═══ Document passage

Taking Control of Your Time – Why We Should be Saving Money
Here we go again. It is that topic again: saving. A bunch has been written in books, blogs, and newspaper articles. A bunch has been said on podcasts, the news and talk shows. A bunch has been said by celebrities, life coaches, stock gurus, institutional investors, and your neighbor. No matter what your financial circumstances are, somebody already thought of the top ten things to do with your money right now! It feels like everything has been said. But many people still don’t save.
Why Romantic Ryan Is Saving
Let me tell you a story…
My high school economics teacher (let’s call him Romantic Ryan) founded a stock market club at my high school. Romantic Ryan was very passionate about personal finances, stocks, investing and saving. He was known around the school for his opinion on those topics. My principal (let’s call her Delightful Dora) didn’t share Romantic Ryan’s opinion. She didn’t think investing, stocks and saving were such good ideas – especially not something that should be taught more extensively at school. And since I agreed with Romantic Ryan’s opinion, I had my fair share of arguments with Delightful Dora. They were – despite her name – not delightful (but respectful).

══════
═══ Provided records

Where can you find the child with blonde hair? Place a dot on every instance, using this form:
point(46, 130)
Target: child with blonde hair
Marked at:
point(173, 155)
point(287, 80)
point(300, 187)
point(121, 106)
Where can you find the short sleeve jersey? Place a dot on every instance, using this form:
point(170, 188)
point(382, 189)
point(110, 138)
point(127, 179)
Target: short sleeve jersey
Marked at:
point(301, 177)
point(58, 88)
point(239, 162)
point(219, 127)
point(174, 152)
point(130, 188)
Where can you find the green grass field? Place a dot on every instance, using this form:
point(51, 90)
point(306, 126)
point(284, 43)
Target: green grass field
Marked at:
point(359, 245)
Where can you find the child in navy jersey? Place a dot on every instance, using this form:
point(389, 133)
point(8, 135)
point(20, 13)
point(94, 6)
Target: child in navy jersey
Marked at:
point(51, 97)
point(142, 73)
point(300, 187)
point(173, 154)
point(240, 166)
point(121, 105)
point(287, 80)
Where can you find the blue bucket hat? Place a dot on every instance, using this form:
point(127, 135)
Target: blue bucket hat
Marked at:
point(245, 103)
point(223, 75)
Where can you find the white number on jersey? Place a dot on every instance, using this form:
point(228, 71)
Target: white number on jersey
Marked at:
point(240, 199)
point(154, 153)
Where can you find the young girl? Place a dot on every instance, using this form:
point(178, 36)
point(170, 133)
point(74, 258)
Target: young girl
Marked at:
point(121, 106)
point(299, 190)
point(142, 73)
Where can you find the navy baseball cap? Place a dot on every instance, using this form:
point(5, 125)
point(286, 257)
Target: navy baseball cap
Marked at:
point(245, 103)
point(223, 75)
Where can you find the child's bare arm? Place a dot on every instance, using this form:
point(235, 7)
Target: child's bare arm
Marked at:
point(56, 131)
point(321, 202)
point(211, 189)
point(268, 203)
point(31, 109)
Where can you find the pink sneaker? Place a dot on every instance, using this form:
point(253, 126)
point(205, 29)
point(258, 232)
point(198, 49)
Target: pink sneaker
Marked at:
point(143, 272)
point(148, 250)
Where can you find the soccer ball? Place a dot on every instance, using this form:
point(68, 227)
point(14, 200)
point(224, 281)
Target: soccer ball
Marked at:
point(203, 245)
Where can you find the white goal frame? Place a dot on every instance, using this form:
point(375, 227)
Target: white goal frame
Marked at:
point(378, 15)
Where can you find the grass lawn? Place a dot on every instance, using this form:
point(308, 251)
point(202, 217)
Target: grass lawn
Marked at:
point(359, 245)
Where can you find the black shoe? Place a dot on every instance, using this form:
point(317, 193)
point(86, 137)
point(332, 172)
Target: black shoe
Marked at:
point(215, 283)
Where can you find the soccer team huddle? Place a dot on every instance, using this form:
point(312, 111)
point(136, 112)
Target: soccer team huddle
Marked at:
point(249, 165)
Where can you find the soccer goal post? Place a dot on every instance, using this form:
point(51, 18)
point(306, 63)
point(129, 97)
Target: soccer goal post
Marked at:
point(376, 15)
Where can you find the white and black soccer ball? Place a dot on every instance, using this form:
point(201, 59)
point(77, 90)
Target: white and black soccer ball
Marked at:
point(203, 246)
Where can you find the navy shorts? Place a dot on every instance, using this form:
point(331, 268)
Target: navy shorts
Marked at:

══════

List of tasks ->
[1] Return everything from "Why Romantic Ryan" down to "delightful (but respectful)." in the saving article, copied word for word.
[2] Using the saving article, say whether each statement agrees with it, and quote the words that decide it: (a) The economics teacher started a stock market club at the high school. (b) The principal thought investing should be taught more extensively at school. (c) The arguments with the principal were disrespectful.

Outputs in order ->
[1]
Why Romantic Ryan Is Saving
Let me tell you a story…
My high school economics teacher (let’s call him Romantic Ryan) founded a stock market club at my high school. Romantic Ryan was very passionate about personal finances, stocks, investing and saving. He was known around the school for his opinion on those topics. My principal (let’s call her Delightful Dora) didn’t share Romantic Ryan’s opinion. She didn’t think investing, stocks and saving were such good ideas – especially not something that should be taught more extensively at school. And since I agreed with Romantic Ryan’s opinion, I had my fair share of arguments with Delightful Dora. They were – despite her name – not delightful (but respectful).

[2]
(a) Yes: "founded a stock market club at my high school"
(b) No: "especially not something that should be taught more extensively at school"
(c) No: "not delightful (but respectful)"